[Start of section]

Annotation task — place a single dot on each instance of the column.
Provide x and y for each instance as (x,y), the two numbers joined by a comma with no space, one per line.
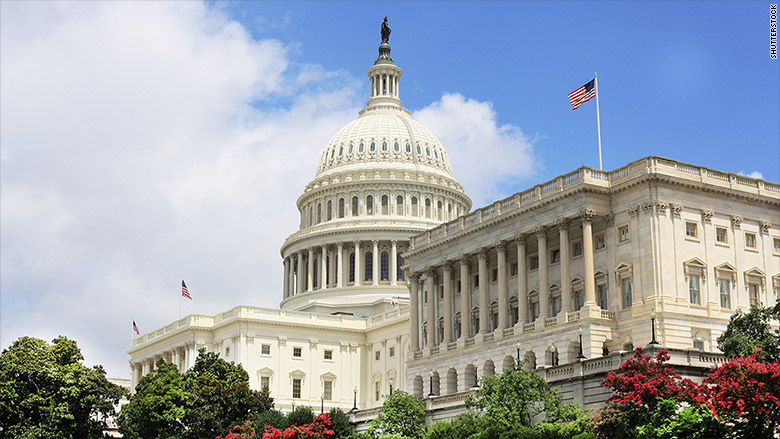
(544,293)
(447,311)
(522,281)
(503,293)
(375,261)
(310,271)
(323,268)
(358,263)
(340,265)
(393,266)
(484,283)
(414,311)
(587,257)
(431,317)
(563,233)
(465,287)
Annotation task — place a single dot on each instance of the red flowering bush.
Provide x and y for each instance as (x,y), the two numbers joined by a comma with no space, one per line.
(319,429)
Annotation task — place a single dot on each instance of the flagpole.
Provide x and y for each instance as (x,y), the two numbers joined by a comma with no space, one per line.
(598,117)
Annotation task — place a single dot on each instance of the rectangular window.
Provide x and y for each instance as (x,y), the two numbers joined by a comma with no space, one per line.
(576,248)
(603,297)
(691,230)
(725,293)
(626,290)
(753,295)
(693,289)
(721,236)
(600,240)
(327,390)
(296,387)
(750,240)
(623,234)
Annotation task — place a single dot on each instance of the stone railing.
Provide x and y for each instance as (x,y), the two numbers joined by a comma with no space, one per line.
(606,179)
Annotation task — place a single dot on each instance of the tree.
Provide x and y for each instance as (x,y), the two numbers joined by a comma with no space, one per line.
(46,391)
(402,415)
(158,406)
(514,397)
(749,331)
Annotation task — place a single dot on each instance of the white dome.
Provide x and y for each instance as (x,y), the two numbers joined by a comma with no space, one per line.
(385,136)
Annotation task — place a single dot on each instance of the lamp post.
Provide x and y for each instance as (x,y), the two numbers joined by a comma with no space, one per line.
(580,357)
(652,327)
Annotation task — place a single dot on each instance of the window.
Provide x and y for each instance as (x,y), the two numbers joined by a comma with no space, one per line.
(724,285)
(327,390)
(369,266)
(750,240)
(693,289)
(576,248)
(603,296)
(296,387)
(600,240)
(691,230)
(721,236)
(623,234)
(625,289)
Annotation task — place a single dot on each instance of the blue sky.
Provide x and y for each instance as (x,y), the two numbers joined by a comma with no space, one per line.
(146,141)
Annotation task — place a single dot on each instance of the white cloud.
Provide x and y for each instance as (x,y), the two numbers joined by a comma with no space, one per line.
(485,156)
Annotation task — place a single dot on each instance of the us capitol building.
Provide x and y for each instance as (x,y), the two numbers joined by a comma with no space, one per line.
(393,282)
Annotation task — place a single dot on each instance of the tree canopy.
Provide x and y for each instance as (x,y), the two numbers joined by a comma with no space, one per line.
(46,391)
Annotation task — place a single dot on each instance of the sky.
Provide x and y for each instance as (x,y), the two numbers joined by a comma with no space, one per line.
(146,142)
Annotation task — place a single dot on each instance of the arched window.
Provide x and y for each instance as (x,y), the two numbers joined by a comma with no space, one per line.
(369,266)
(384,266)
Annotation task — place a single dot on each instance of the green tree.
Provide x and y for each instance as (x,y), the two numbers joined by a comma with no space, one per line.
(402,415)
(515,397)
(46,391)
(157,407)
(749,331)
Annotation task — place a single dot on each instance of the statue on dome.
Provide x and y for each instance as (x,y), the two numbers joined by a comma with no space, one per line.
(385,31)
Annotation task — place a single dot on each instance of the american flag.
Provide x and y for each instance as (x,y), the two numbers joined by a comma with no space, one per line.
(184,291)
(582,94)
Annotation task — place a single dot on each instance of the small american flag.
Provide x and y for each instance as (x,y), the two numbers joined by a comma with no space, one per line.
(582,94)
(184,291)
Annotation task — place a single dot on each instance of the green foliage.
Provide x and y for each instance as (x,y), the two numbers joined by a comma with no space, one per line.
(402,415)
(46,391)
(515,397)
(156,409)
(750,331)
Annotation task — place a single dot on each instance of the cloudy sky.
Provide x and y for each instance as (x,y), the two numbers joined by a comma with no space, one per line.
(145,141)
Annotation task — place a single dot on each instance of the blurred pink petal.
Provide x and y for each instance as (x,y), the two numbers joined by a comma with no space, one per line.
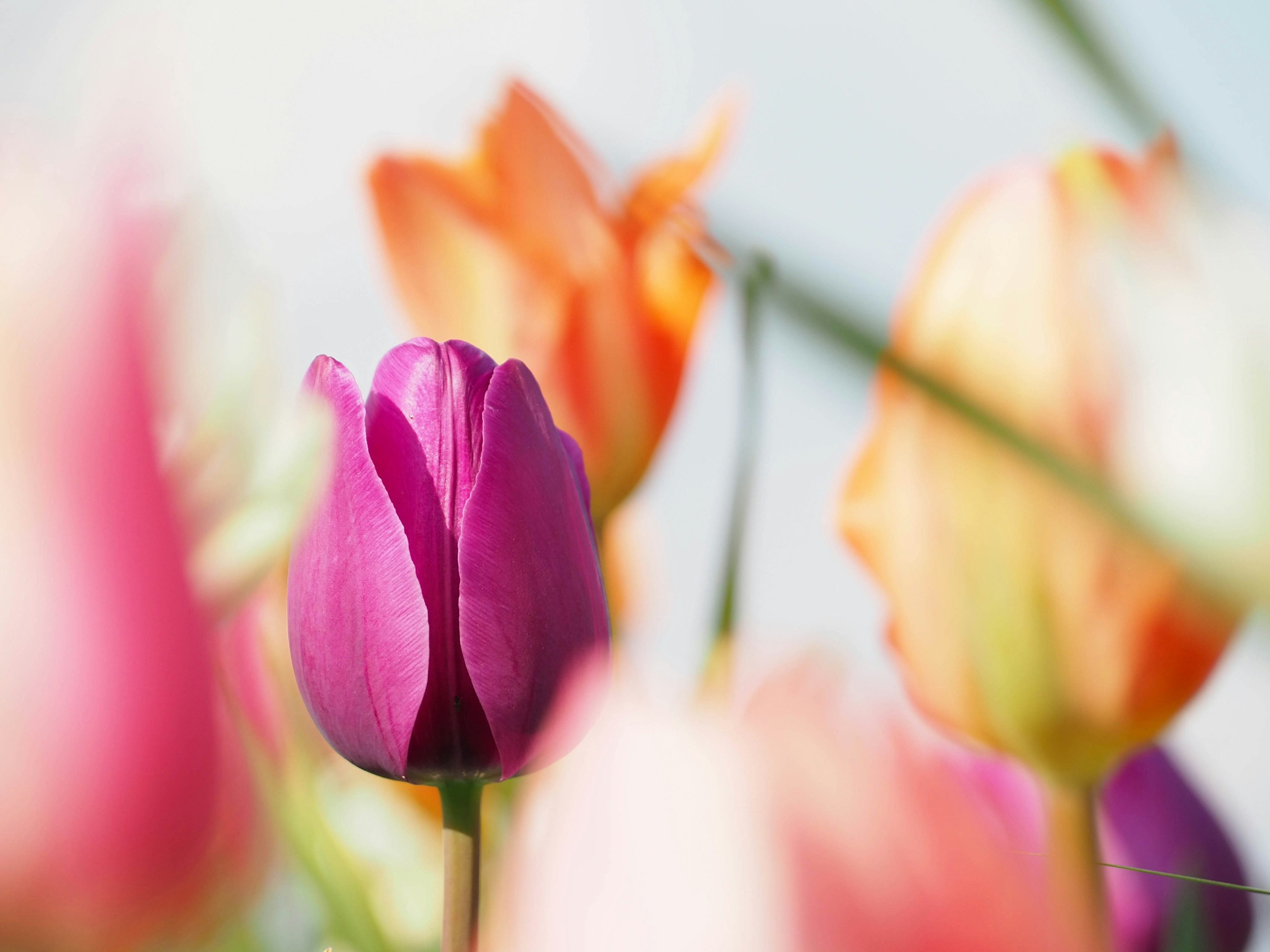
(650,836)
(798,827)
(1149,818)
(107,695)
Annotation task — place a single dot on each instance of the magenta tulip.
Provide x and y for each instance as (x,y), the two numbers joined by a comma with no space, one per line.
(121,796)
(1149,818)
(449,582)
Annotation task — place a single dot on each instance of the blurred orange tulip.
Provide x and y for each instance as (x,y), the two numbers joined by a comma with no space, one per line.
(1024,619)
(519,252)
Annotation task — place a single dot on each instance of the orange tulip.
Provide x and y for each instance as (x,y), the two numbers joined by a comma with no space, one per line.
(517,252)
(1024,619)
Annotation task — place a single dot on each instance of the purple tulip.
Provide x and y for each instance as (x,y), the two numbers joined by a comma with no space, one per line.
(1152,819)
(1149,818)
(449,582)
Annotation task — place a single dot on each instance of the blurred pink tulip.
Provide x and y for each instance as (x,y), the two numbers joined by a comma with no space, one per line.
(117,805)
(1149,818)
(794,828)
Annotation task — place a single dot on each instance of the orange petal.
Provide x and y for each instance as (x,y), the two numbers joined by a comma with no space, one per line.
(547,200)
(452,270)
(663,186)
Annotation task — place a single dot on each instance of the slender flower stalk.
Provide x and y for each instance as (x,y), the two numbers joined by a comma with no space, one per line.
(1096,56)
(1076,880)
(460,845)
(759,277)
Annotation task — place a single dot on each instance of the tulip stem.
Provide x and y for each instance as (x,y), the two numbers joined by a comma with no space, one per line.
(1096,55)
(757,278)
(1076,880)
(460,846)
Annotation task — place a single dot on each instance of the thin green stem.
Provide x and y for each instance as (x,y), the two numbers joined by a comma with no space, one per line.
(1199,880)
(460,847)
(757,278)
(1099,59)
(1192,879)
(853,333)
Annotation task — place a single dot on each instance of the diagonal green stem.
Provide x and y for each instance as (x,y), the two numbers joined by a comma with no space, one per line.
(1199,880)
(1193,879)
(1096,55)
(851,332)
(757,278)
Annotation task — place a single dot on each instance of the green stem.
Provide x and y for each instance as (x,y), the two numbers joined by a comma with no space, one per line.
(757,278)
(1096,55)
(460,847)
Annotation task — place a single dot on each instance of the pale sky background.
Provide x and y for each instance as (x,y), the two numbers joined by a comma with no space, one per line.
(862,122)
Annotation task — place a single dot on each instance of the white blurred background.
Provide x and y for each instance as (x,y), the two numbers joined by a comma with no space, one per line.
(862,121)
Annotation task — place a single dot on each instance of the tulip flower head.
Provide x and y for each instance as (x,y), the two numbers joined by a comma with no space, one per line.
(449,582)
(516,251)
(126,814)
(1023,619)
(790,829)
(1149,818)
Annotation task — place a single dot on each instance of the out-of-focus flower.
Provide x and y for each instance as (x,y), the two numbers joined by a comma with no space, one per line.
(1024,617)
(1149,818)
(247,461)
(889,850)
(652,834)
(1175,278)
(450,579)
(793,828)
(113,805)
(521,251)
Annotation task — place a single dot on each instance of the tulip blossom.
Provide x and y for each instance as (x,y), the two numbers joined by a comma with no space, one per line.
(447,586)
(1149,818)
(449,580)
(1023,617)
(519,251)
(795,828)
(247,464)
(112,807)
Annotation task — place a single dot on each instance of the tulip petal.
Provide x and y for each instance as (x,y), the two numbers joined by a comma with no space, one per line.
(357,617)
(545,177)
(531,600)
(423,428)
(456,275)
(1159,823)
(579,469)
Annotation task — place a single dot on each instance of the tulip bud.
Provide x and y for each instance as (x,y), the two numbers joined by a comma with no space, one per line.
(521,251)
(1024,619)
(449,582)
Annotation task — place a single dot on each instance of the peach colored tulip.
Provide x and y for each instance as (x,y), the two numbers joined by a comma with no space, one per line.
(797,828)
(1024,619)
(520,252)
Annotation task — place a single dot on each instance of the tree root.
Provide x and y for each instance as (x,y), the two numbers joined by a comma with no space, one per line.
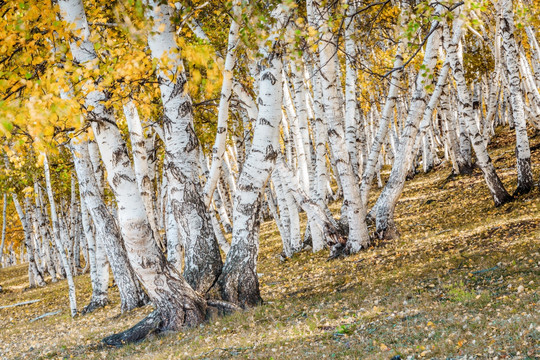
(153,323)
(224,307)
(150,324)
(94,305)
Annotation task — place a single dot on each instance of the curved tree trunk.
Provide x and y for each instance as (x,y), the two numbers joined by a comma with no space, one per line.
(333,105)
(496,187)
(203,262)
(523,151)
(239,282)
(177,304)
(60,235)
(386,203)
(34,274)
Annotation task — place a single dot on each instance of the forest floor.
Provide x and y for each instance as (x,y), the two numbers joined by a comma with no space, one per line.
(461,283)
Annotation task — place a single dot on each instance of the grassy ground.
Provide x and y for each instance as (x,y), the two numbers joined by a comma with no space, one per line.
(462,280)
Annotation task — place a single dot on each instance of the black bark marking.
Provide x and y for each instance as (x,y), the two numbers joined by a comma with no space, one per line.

[End of section]

Counting only lines that contain the word "pink", give the number found in the data, and nothing else.

2